**Tâche à réaliser**
Pouvez-vous transcrire à l'identique le passage de l'extrait sur la biodiversité marine profonde qui va de « Les scientifiques ont » jusqu'à « ces environnements extrêmes. » inclus ?

**Extrait de page**
○ ○ ○ ○
Impact différencié sur la biodiversité marine profonde

La recherche menée sur ce site expérimental révèle des impacts variables selon les types d’organismes observés. L’étude a permis d’identifier trois catégories principales d’impacts :

  • Modifications physiques du plancher océanique
  • Recolonisation partielle par certaines espèces
  • Absence de récupération pour les organismes de grande taille
  • Effets limités des panaches sédimentaires

Les scientifiques ont constaté qu’une section de 8 mètres du plancher océanique avait été complètement dépourvue de nodules, avec des sillons visibles de chaque côté, marquant le passage de la machine d’extraction il y a plus de quatre décennies. Ces marques physiques témoignent de la lenteur des processus de régénération dans ces environnements extrêmes.

Concernant la biodiversité, les résultats montrent des signes encourageants de recolonisation par certains organismes. La surface des sédiments abrite désormais plusieurs espèces d’animaux petits et mobiles, notamment des xénophyophores (organismes unicellulaires géants semblables à des amibes) communs dans d’autres régions de la CCZ.

En revanche, la situation est très différente pour les animaux de plus grande taille, particulièrement ceux fixés au plancher océanique. Ces organismes restent extrêmement rares dans les zones perturbées et montrent peu de signes de récupération après 44 ans, soulevant des questions importantes sur la résilience à long terme de ces écosystèmes face à l’exploitation industrielle.

Type d’organisme Niveau de recolonisation après 44 ans Implications pour l’exploitation minière future
Organismes petits et mobiles Modéré à bon Impact potentiellement réversible à long terme
Xénophyophores Bon Résilience relative de certaines espèces
Organismes fixés et de grande taille Très faible Risque de perte irréversible de biodiversité

Enjeux futurs et zones de protection pour la préservation des écosystèmes

L’un des aspects fondamentaux que cette étude met en lumière concerne la difficulté d’extrapoler les impacts observés à une échelle plus large. Comme le souligne le Dr Adrian Glover du Muséum d’Histoire Naturelle de Londres : « Il est très difficile, voire impossible, d’extrapoler l’impact écologique de cette perturbation isolée à des effets écosystémiques ou globaux. »
○ ○ ○ ○
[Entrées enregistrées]

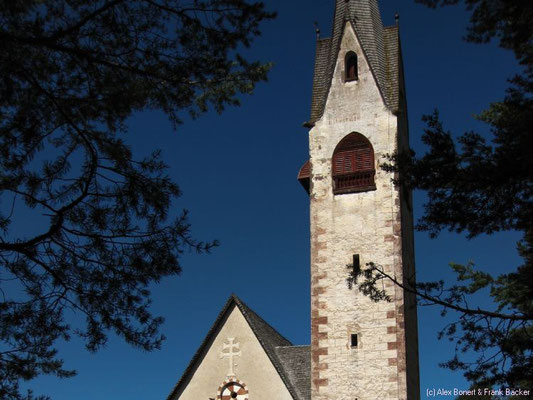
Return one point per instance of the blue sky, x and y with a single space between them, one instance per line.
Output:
238 175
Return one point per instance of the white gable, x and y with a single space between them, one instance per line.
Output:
252 367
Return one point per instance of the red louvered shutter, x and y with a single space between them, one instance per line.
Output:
353 165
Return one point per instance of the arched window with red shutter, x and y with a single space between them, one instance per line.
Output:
350 66
353 167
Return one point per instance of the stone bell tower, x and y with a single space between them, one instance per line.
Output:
360 350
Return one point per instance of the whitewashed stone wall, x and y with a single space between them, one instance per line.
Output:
368 224
253 367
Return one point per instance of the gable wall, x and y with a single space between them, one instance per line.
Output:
253 367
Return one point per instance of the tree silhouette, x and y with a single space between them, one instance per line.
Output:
72 72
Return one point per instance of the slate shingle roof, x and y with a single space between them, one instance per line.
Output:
296 362
285 358
380 47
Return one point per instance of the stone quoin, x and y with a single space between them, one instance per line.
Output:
360 350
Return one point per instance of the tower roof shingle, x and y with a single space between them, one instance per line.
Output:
379 44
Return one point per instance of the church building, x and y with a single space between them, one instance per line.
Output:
360 350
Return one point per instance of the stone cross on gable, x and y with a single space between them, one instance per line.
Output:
229 354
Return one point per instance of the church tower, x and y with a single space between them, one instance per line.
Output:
360 350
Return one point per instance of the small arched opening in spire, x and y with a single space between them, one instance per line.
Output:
353 167
350 67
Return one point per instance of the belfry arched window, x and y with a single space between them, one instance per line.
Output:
350 66
353 167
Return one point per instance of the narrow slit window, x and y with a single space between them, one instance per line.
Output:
351 67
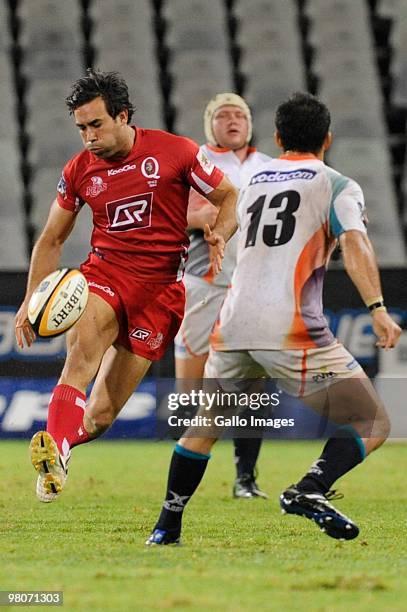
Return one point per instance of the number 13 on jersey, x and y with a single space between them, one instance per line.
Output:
280 232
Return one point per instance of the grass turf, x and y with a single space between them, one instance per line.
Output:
237 554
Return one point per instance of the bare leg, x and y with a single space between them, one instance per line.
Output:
119 374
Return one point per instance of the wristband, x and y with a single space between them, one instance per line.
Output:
377 306
374 300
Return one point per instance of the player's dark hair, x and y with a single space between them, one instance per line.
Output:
108 85
303 122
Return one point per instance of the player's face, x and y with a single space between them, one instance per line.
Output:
101 134
230 127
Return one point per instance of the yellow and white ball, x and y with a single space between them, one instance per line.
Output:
58 302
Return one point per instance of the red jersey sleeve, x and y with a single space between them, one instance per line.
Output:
66 194
202 174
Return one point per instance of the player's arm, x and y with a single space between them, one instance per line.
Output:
224 197
360 264
200 211
44 260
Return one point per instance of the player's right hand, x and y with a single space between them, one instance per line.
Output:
23 329
216 244
387 330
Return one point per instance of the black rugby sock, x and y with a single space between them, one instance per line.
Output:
246 454
339 456
186 471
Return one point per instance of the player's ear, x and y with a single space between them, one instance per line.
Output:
278 141
327 141
123 116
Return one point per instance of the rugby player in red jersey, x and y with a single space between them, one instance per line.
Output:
137 183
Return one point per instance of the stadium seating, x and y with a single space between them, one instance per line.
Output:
199 62
123 40
271 60
13 238
176 54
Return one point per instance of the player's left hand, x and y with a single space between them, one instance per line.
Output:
23 330
387 330
216 244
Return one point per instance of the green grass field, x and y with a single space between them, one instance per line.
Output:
237 555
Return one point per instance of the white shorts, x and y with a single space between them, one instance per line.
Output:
298 372
203 304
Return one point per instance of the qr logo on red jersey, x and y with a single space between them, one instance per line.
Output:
130 213
97 187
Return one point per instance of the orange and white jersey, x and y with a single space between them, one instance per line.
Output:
290 213
198 258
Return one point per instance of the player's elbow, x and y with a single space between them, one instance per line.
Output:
355 246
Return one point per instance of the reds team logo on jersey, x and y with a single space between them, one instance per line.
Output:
130 213
97 187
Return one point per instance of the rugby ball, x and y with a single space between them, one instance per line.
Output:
58 302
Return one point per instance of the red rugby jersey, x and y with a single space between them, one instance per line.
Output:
139 203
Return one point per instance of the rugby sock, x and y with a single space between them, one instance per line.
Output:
65 418
339 456
246 454
185 474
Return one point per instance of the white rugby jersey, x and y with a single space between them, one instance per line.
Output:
198 253
290 213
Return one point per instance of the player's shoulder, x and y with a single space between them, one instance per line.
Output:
78 163
339 182
167 138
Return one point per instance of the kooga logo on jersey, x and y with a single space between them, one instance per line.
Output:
276 176
125 168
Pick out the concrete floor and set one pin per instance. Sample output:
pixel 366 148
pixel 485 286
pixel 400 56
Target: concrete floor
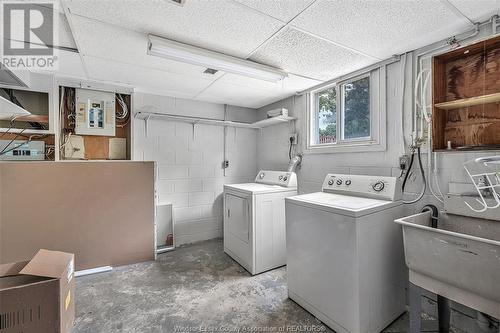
pixel 192 289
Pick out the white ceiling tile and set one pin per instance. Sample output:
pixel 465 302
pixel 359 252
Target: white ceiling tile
○ ○ ○ ○
**Réponse**
Les scientifiques ont constaté qu’une section de 8 mètres du plancher océanique avait été complètement dépourvue de nodules, avec des sillons visibles de chaque côté, marquant le passage de la machine d’extraction il y a plus de quatre décennies. Ces marques physiques témoignent de la lenteur des processus de régénération dans ces environnements extrêmes.